- _Exercise prompt_
Pick out every line of the records below that contains the string "base", and copy each one.

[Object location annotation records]
>> begin

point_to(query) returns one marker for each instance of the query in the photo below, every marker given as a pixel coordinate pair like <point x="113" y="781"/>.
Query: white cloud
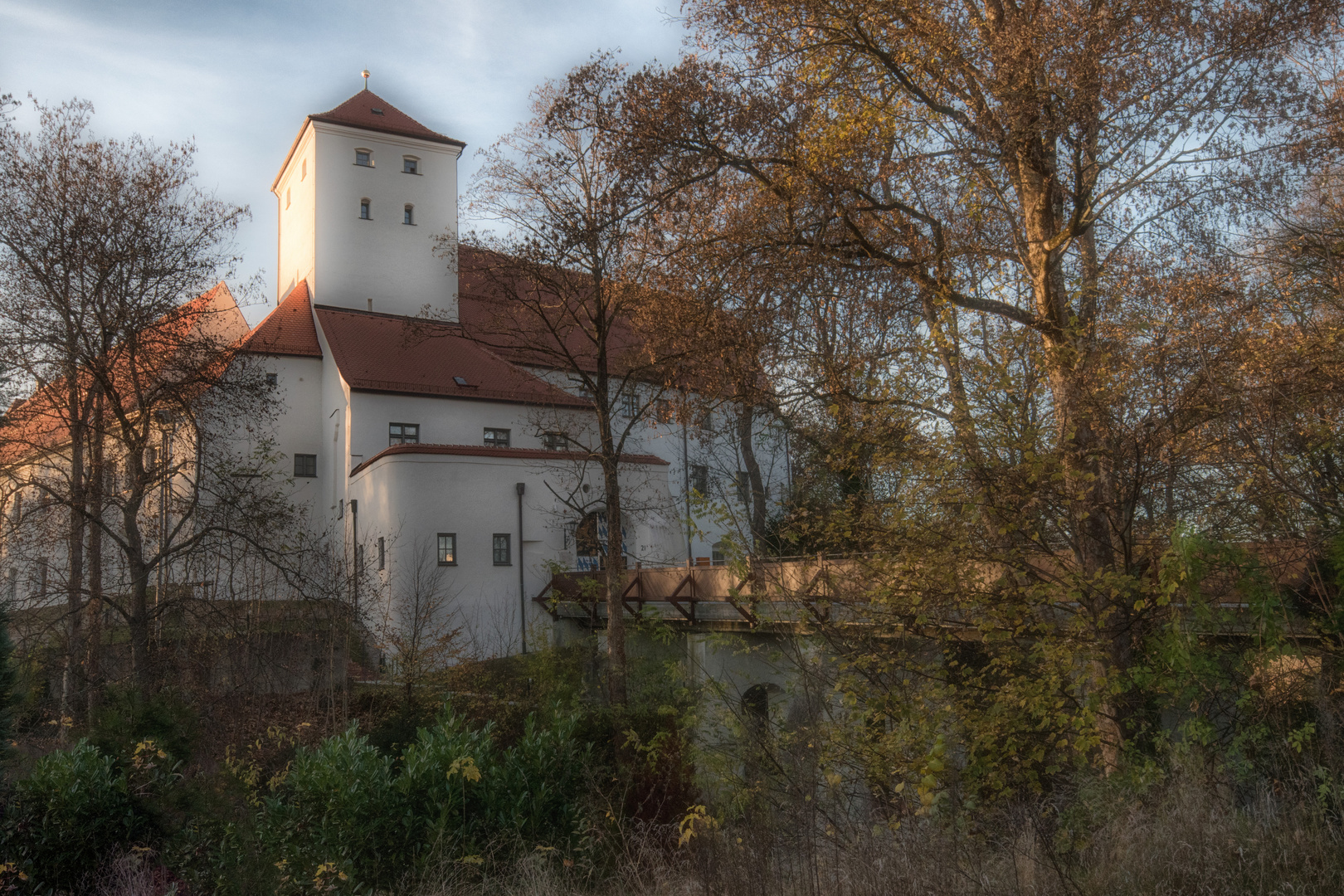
<point x="240" y="77"/>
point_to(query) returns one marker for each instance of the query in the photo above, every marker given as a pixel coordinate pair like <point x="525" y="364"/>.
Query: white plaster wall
<point x="410" y="499"/>
<point x="446" y="421"/>
<point x="297" y="218"/>
<point x="297" y="427"/>
<point x="383" y="260"/>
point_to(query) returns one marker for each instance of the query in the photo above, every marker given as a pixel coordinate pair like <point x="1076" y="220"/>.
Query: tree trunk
<point x="757" y="504"/>
<point x="74" y="547"/>
<point x="615" y="583"/>
<point x="97" y="497"/>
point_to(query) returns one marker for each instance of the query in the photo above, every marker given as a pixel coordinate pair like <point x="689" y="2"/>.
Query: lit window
<point x="403" y="433"/>
<point x="446" y="548"/>
<point x="305" y="465"/>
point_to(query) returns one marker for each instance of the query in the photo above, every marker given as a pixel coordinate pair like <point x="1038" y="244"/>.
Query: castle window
<point x="305" y="465"/>
<point x="403" y="433"/>
<point x="448" y="548"/>
<point x="699" y="480"/>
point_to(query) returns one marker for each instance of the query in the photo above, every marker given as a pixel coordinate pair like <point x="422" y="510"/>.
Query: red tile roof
<point x="392" y="353"/>
<point x="288" y="329"/>
<point x="371" y="112"/>
<point x="358" y="112"/>
<point x="523" y="455"/>
<point x="515" y="329"/>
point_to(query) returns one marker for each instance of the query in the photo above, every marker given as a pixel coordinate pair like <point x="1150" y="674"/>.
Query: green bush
<point x="69" y="815"/>
<point x="344" y="809"/>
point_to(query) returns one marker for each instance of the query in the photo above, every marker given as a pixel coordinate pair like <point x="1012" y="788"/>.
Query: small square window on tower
<point x="446" y="548"/>
<point x="305" y="465"/>
<point x="403" y="433"/>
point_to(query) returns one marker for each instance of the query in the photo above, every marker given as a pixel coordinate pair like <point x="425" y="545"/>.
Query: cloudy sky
<point x="240" y="75"/>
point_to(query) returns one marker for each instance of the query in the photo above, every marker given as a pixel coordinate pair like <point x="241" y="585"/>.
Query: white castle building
<point x="405" y="436"/>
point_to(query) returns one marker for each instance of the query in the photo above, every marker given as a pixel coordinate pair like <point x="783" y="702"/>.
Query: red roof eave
<point x="509" y="453"/>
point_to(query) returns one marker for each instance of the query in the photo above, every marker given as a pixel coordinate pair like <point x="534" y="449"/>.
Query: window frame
<point x="403" y="438"/>
<point x="307" y="458"/>
<point x="450" y="551"/>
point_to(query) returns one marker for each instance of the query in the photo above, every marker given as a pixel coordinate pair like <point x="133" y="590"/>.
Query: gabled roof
<point x="288" y="329"/>
<point x="411" y="356"/>
<point x="509" y="453"/>
<point x="359" y="112"/>
<point x="191" y="344"/>
<point x="371" y="112"/>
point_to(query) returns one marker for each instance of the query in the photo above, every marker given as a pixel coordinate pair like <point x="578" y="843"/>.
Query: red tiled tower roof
<point x="371" y="112"/>
<point x="359" y="112"/>
<point x="392" y="353"/>
<point x="288" y="329"/>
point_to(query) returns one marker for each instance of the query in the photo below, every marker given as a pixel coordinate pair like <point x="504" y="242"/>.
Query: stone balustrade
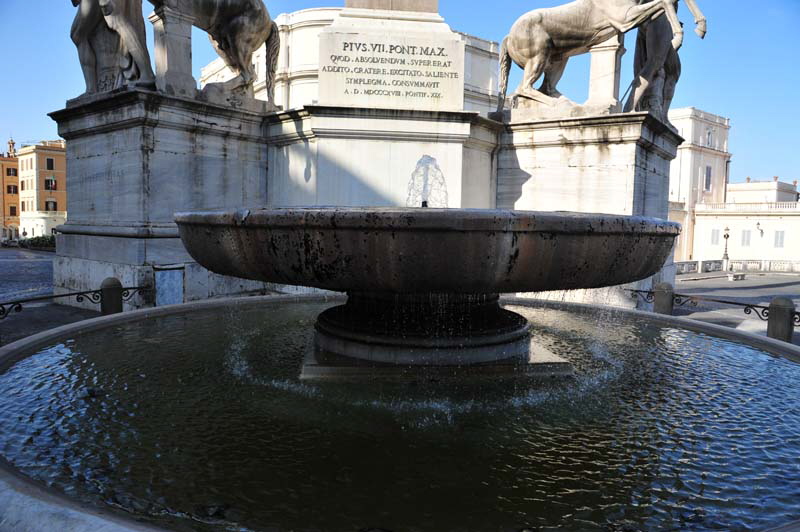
<point x="749" y="207"/>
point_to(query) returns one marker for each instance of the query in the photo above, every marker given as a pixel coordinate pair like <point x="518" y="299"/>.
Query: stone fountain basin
<point x="405" y="250"/>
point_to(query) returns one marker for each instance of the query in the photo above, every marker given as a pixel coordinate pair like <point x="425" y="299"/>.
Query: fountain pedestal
<point x="134" y="158"/>
<point x="615" y="164"/>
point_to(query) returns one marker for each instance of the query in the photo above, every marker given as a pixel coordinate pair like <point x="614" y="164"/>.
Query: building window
<point x="746" y="238"/>
<point x="779" y="236"/>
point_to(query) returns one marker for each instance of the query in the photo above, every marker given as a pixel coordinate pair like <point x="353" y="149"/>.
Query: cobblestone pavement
<point x="756" y="289"/>
<point x="26" y="274"/>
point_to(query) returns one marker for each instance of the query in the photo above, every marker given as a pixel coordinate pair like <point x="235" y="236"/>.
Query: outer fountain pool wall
<point x="26" y="504"/>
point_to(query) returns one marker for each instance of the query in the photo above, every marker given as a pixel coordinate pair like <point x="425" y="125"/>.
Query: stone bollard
<point x="781" y="319"/>
<point x="664" y="299"/>
<point x="111" y="292"/>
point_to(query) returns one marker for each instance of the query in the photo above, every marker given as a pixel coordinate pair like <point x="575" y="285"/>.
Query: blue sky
<point x="747" y="68"/>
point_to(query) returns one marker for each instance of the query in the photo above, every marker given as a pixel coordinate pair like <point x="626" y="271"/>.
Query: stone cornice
<point x="124" y="109"/>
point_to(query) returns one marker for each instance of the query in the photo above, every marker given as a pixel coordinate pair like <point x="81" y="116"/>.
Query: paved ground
<point x="758" y="289"/>
<point x="26" y="274"/>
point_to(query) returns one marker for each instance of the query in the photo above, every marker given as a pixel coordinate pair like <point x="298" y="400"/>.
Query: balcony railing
<point x="784" y="206"/>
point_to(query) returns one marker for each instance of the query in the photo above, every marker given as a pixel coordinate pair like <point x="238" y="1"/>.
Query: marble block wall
<point x="135" y="158"/>
<point x="322" y="155"/>
<point x="614" y="164"/>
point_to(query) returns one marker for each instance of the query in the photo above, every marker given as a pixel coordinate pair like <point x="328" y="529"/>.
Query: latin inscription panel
<point x="368" y="70"/>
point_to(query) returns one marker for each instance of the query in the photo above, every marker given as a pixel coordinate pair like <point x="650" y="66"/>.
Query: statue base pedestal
<point x="615" y="164"/>
<point x="135" y="157"/>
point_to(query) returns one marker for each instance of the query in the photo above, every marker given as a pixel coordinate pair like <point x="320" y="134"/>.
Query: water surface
<point x="199" y="421"/>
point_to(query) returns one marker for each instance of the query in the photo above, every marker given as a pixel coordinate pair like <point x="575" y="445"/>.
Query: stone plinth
<point x="431" y="6"/>
<point x="135" y="158"/>
<point x="391" y="59"/>
<point x="614" y="164"/>
<point x="374" y="157"/>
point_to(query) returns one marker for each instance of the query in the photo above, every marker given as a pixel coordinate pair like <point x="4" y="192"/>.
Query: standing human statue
<point x="236" y="29"/>
<point x="110" y="37"/>
<point x="657" y="66"/>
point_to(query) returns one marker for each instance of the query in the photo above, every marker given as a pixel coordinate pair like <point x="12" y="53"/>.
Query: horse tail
<point x="505" y="69"/>
<point x="273" y="49"/>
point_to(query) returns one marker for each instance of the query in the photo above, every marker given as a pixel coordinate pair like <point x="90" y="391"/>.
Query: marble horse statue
<point x="112" y="47"/>
<point x="657" y="66"/>
<point x="542" y="41"/>
<point x="236" y="28"/>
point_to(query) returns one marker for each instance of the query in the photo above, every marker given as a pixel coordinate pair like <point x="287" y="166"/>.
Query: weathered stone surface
<point x="112" y="49"/>
<point x="369" y="157"/>
<point x="431" y="6"/>
<point x="657" y="66"/>
<point x="542" y="41"/>
<point x="152" y="155"/>
<point x="616" y="164"/>
<point x="394" y="60"/>
<point x="422" y="283"/>
<point x="237" y="29"/>
<point x="443" y="251"/>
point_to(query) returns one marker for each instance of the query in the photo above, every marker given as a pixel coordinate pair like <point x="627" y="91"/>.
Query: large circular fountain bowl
<point x="404" y="250"/>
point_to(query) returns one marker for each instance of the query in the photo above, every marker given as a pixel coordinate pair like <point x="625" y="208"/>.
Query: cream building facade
<point x="9" y="194"/>
<point x="297" y="78"/>
<point x="699" y="174"/>
<point x="42" y="188"/>
<point x="762" y="221"/>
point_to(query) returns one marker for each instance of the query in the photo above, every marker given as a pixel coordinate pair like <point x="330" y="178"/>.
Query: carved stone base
<point x="615" y="164"/>
<point x="135" y="157"/>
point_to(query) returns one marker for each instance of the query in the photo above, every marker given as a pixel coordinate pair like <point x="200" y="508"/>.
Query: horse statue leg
<point x="652" y="47"/>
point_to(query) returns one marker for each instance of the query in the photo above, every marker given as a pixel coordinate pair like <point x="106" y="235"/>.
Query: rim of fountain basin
<point x="26" y="503"/>
<point x="440" y="220"/>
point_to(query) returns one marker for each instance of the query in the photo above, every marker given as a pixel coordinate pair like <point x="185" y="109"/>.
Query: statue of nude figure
<point x="123" y="17"/>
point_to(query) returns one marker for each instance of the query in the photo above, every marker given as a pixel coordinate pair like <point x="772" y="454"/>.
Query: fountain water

>> end

- _Completed task_
Query: statue base pedestal
Query: carved stone base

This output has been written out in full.